To confirm that IL-12p70, and not IL-23, is a critical intestinal cytokine produced in response to HS, we administered either IL-12p40- or IL-23p19-neutralizing antibodies or isotype control antibodies to additional wild-type mice. As indicated in Table 1 and Figure 5C, anti-mouse IL-12p40 mAb attenuated intestinal hemorrhage and inflammation similar to that of IL-12p40−/− or IL-12p35−/− mice. Mice receiving immunoglobulin control sustained midjejunal mucosal damage and inflammation similar to wild-type mice. In contrast, administration of even 100 times the neutralizing dose of anti-IL-23p19-specific antibodies did not attenuate intestinal damage, TNF, or LTB4 production (Table 1; Fig. 5C). Together, these data suggest that macrophage production of IL-12p70 is critical for intestinal damage and inflammation.

#### Exercise objective:
Resume the passage on IL-12p70 and intestinal damage after its final sentence. The entries that follow are taken from a separate source.

#### Supplied material:
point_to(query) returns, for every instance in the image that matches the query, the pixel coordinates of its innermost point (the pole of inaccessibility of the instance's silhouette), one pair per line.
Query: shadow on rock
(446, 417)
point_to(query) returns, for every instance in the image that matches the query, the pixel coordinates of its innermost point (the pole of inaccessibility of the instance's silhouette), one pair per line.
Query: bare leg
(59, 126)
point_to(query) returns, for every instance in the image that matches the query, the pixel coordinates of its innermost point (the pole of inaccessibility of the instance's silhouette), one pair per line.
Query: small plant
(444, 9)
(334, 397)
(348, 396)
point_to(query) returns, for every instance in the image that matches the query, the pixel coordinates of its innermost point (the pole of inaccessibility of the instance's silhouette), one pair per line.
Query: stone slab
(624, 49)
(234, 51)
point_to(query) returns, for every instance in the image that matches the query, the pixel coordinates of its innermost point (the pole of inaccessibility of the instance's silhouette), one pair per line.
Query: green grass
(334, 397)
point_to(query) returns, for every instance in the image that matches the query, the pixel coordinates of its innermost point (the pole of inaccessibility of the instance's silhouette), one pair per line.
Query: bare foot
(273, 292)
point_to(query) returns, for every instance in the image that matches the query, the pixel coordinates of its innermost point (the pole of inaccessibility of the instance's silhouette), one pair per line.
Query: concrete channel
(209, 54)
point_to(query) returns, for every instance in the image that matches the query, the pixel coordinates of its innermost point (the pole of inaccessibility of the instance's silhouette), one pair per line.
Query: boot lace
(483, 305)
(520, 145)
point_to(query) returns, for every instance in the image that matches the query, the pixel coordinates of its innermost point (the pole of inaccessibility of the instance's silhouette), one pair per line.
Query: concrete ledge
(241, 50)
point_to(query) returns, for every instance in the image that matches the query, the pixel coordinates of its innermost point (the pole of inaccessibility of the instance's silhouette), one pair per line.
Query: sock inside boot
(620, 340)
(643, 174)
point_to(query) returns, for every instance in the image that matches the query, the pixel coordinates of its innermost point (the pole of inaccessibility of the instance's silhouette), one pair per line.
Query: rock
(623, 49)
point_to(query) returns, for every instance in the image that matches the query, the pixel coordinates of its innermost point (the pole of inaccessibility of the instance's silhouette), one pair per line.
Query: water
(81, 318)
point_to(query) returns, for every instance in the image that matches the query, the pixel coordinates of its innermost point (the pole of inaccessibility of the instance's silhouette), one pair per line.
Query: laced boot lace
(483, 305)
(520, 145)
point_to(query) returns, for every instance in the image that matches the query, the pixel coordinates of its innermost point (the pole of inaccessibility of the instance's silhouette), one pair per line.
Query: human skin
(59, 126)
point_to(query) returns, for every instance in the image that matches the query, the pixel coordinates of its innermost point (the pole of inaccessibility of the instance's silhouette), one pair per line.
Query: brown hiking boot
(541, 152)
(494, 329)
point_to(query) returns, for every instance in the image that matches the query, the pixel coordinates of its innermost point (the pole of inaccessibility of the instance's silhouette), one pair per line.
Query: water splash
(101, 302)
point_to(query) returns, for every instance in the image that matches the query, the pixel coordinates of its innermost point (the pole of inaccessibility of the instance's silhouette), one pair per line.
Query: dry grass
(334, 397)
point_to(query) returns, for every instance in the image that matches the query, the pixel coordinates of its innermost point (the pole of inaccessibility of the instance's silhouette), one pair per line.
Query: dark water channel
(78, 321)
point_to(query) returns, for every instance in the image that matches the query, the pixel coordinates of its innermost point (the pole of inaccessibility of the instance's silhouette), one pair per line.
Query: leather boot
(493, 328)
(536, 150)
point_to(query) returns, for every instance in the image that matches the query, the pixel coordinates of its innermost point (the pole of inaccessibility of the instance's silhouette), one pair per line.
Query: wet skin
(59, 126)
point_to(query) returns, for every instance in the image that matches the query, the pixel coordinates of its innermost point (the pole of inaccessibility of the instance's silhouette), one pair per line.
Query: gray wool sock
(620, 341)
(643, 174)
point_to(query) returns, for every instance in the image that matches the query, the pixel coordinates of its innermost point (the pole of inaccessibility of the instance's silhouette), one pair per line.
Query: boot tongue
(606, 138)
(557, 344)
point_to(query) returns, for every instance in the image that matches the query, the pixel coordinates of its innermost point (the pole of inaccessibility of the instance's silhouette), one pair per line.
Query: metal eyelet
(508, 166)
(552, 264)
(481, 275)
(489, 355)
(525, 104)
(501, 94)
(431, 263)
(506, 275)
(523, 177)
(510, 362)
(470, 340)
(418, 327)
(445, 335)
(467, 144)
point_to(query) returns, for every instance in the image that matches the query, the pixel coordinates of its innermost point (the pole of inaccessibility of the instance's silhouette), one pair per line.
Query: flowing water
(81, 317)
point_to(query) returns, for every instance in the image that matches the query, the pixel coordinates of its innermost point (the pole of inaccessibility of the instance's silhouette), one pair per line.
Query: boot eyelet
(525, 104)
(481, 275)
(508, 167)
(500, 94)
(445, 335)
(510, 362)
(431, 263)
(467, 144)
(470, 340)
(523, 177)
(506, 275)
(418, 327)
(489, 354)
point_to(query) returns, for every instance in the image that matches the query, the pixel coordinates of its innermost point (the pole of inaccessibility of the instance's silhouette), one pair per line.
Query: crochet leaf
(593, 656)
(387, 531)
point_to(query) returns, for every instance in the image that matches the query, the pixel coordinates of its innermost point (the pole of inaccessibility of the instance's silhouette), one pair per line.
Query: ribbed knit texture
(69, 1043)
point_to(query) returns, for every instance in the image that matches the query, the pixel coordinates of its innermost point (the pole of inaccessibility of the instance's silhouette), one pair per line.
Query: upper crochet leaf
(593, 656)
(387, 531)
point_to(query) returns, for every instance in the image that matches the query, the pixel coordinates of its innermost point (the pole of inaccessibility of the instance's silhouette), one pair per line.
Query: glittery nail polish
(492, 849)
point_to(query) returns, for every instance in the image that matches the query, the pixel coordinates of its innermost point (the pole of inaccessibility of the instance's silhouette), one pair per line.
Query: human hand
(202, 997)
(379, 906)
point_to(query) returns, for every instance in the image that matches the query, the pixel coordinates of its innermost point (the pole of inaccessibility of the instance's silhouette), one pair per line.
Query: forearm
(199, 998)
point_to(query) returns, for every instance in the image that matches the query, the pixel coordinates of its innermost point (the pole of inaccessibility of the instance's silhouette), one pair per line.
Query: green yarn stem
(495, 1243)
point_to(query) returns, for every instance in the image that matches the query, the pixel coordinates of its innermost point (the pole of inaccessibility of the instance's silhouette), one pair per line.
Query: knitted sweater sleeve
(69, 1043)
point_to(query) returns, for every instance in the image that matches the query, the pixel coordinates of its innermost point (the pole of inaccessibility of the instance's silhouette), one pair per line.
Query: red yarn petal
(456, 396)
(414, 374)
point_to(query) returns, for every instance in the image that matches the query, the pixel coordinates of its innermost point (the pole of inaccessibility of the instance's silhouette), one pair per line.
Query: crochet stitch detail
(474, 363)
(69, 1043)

#### Result of this task:
Although hypothesized to be the motor of systemic inflammation and subsequent mortality, intestinal damage and inflammation occur rapidly (within 2 h), and repair occurs equally quickly (within 3-4 h) in the presence or absence of resuscitation (2, 12). Previous studies concluded that the hemorrhage-induced response requires complement activation without identifying the specific activation pathway (3, 20, 28, 29). The present study indicates that inhibition of the alternative complement pathway with CR2-fH attenuates midjejunal mucosal damage and complement activation in a fixed-volume mouse model of hemorrhage. Complement inhibition also decreased the proinflammatory intestinal secretions TNF-α, IL-12p40, and LTB4. Furthermore, pretreatment with Cl2MDP-containing liposomes significantly reduced cytokine secretion and attenuated damage and inflammation, suggesting that hemorrhage induces macrophage secretion of TNF and IL-12. Finally, IL-12p40−/− and IL-12p35−/− sustained limited to no complement activation or hemorrhage-induced intestinal damage despite an intestinal macrophage infiltration. Together, these data suggest that the hemorrhage-induced inflammatory response requires complement activation, macrophage infiltration, and IL-12 production.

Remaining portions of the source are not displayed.